# STATED TASK
Write out every entry below word for word, leaving out the pictures.

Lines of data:
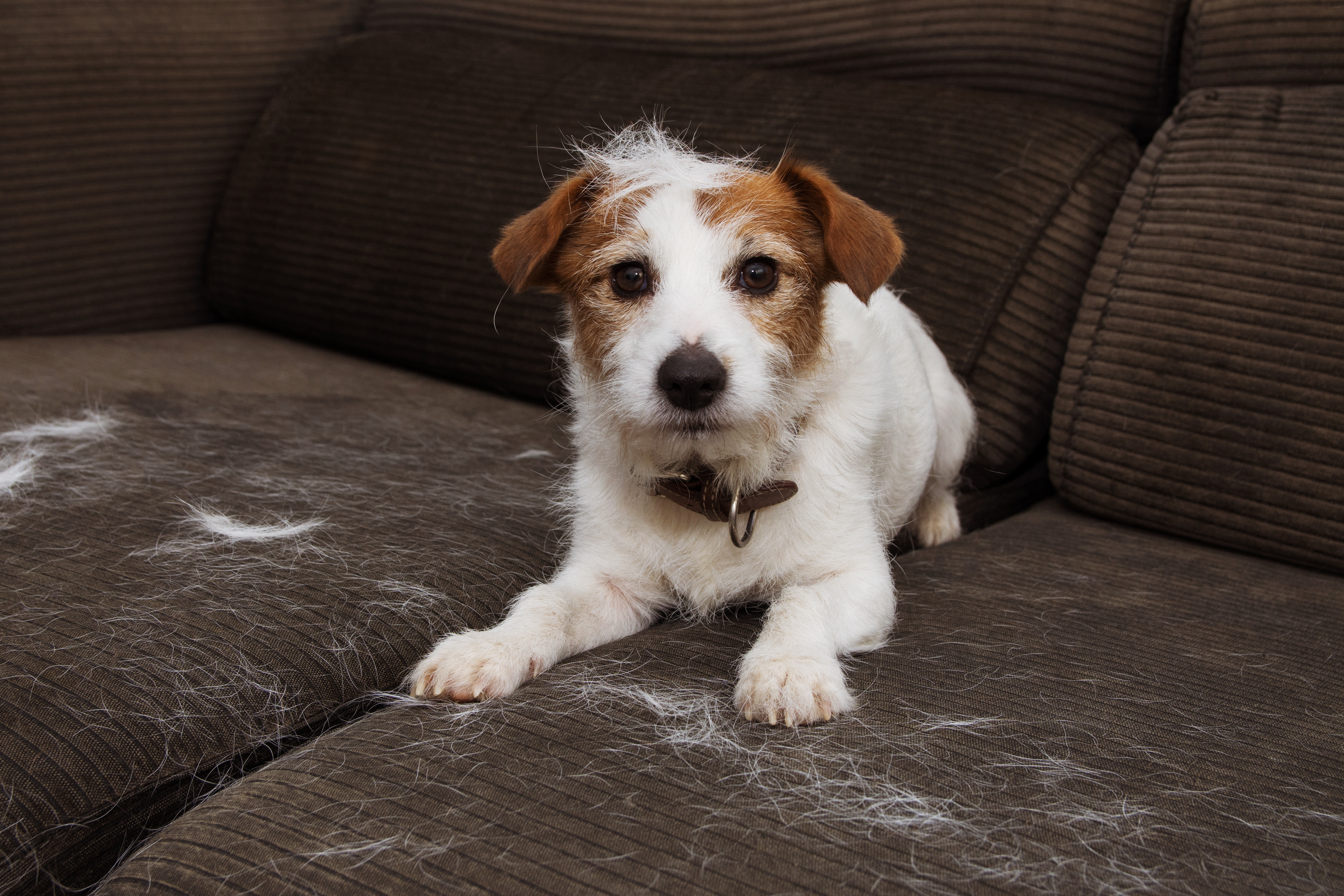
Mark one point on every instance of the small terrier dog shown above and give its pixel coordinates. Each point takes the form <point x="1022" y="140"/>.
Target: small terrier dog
<point x="732" y="351"/>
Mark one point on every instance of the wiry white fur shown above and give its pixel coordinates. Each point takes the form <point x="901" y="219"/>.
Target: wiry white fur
<point x="874" y="436"/>
<point x="21" y="467"/>
<point x="93" y="426"/>
<point x="233" y="530"/>
<point x="18" y="469"/>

# THE COMPLETED TASK
Mark one point on every instance of the small terrier dog shown above and give its pixel coordinates. Each point takes the form <point x="1022" y="140"/>.
Target: small terrier dog
<point x="732" y="351"/>
Mark one point on every instance of the wiry white fur shown above and give its pixel coordinates. Each point takes the form <point x="901" y="219"/>.
Target: wiry white fur
<point x="874" y="436"/>
<point x="21" y="467"/>
<point x="93" y="426"/>
<point x="233" y="530"/>
<point x="18" y="469"/>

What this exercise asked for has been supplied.